Top of Selected passage

Almost 10 years ago, carbohydrates were under scrutiny, as Dr. David Ludwig and others explored the properties of fast-digesting carbs. Brains were scanned, to discover changes triggered by the anticipation of delicious treats that the subjects had tasted before. But science was starting to realize that the brain can be affected even when people don’t know what they are eating.
NPR correspondent Allison Aubrey wrote of a typical experiment,
After the participants drank the rapidly digesting carb shake, their blood sugar spiked and then crashed four hours later. And it’s at this point that researchers documented activation of a part of the brain called the nucleus accumbens, a small area that is involved in emotions and addiction.
The possibilities and implications of food addiction were starting to look scary in a lot of ways. A 2015 study (encompassing 120 students and 384 community people) started out with these words in its declared objective. The researchers kind of half-stepped it, referring not to actual addiction, but to “addictive-like eating.” The study’s authors wrote,
We propose that highly processed foods share pharmacokinetic properties (e.g. concentrated dose, rapid rate of absorption) with drugs of abuse, due to the addition of fat and/or refined carbohydrates and the rapid rate the refined carbohydrates are absorbed into the system, indicated by glycemic load (GL).
In the report’s Conclusion, they referred to “food addiction” in quotation marks, but did credit the study with giving preliminary evidence that highly processed foods can share characteristics with drugs of abuse.

Bottom of Selected passage
Top of Dataset

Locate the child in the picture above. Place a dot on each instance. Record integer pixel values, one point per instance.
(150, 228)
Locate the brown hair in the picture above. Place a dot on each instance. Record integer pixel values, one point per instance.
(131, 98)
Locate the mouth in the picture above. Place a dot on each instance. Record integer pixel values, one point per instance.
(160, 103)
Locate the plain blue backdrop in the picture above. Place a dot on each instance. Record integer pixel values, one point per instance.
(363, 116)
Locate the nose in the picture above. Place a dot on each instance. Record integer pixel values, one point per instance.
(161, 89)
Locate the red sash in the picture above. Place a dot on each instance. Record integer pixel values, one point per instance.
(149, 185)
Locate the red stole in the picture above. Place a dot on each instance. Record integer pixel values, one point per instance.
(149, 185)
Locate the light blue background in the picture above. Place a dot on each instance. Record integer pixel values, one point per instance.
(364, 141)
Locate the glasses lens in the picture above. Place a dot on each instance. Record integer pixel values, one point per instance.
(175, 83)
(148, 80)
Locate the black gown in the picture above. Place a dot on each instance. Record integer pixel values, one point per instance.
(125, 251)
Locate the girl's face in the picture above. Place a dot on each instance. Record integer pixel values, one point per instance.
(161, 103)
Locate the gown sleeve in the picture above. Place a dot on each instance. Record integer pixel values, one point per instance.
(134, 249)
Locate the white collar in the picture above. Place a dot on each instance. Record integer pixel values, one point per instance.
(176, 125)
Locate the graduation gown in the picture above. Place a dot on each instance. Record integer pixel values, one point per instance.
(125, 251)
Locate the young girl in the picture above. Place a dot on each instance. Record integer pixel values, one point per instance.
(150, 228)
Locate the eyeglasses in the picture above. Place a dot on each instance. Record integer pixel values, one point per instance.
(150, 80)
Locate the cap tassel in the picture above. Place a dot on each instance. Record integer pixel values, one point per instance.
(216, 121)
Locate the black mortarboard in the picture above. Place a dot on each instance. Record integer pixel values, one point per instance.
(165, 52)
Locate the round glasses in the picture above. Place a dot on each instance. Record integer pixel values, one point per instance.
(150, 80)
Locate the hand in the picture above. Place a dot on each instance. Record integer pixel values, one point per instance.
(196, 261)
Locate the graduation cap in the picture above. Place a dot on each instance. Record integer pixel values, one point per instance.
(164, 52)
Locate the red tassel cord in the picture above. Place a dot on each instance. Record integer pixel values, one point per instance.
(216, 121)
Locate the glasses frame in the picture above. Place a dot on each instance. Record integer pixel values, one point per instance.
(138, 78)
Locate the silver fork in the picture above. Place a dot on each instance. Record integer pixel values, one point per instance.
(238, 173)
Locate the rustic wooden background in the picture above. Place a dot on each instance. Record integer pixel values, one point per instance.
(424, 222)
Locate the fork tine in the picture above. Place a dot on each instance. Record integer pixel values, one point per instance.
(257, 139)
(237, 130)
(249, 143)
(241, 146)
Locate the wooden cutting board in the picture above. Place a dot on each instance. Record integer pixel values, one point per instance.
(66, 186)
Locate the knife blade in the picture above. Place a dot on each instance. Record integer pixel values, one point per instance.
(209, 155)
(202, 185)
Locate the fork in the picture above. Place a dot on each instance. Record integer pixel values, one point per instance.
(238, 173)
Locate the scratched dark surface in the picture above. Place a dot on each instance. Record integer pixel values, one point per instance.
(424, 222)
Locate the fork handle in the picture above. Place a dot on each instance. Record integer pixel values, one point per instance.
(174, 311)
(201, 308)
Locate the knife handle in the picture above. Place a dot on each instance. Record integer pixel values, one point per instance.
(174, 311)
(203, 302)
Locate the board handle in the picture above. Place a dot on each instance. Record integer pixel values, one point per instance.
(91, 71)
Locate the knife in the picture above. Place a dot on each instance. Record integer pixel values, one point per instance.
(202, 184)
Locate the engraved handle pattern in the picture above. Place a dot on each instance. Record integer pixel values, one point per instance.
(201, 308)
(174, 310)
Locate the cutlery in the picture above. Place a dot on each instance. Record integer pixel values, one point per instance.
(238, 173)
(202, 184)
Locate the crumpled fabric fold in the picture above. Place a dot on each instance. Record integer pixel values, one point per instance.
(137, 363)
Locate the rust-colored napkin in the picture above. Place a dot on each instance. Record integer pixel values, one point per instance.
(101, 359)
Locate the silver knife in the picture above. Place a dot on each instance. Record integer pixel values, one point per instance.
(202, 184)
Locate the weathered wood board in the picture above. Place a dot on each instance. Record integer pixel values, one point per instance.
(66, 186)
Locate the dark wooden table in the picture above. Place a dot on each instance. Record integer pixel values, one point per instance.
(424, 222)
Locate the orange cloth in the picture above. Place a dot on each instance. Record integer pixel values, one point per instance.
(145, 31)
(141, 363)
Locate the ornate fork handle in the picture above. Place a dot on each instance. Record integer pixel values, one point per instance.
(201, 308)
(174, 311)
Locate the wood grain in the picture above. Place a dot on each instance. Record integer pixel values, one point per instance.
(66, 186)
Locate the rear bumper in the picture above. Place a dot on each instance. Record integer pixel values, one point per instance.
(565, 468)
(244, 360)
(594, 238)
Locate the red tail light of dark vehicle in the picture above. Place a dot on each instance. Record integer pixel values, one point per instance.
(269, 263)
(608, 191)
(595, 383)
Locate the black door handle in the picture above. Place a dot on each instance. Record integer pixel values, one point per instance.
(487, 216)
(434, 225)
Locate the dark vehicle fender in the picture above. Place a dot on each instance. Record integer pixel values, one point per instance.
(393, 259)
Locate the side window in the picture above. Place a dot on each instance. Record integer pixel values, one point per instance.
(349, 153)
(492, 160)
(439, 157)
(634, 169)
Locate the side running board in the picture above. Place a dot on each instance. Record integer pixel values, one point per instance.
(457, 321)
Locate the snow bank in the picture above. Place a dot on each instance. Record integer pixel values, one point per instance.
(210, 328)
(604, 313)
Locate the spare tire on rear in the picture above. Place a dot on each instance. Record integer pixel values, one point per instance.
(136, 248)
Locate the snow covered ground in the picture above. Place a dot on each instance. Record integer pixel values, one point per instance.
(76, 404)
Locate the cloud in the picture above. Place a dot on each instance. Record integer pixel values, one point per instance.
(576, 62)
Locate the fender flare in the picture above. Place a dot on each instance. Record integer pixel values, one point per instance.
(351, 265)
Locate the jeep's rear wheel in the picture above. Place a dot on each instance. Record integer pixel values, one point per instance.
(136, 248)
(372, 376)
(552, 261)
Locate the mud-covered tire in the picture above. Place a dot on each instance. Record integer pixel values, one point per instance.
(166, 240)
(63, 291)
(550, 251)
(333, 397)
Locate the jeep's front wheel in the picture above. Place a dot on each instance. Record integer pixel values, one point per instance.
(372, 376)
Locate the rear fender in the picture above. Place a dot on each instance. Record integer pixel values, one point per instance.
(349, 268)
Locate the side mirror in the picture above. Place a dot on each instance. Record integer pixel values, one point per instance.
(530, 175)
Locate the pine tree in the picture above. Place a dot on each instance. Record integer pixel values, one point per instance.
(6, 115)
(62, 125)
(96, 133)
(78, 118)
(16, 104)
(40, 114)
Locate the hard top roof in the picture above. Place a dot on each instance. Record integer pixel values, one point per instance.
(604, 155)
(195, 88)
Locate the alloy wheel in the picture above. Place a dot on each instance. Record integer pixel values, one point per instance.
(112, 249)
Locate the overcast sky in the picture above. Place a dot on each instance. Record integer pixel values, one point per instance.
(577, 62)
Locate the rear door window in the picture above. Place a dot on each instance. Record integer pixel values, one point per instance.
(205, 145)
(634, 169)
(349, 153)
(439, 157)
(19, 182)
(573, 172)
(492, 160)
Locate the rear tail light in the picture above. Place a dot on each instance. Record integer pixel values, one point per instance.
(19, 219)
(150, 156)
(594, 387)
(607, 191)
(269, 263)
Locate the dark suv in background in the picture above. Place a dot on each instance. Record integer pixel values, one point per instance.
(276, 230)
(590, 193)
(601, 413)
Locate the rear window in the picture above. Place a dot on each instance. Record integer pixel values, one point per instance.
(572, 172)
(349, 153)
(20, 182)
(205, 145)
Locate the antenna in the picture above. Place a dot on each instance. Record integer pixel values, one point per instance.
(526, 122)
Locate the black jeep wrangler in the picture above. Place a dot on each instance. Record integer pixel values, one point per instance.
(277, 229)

Bottom of Dataset

From the passage above on carbohydrates and food addiction, extract the text from "Almost 10 years" up to and including "emotions and addiction.".

Almost 10 years ago, carbohydrates were under scrutiny, as Dr. David Ludwig and others explored the properties of fast-digesting carbs. Brains were scanned, to discover changes triggered by the anticipation of delicious treats that the subjects had tasted before. But science was starting to realize that the brain can be affected even when people don’t know what they are eating.
NPR correspondent Allison Aubrey wrote of a typical experiment,
After the participants drank the rapidly digesting carb shake, their blood sugar spiked and then crashed four hours later. And it’s at this point that researchers documented activation of a part of the brain called the nucleus accumbens, a small area that is involved in emotions and addiction.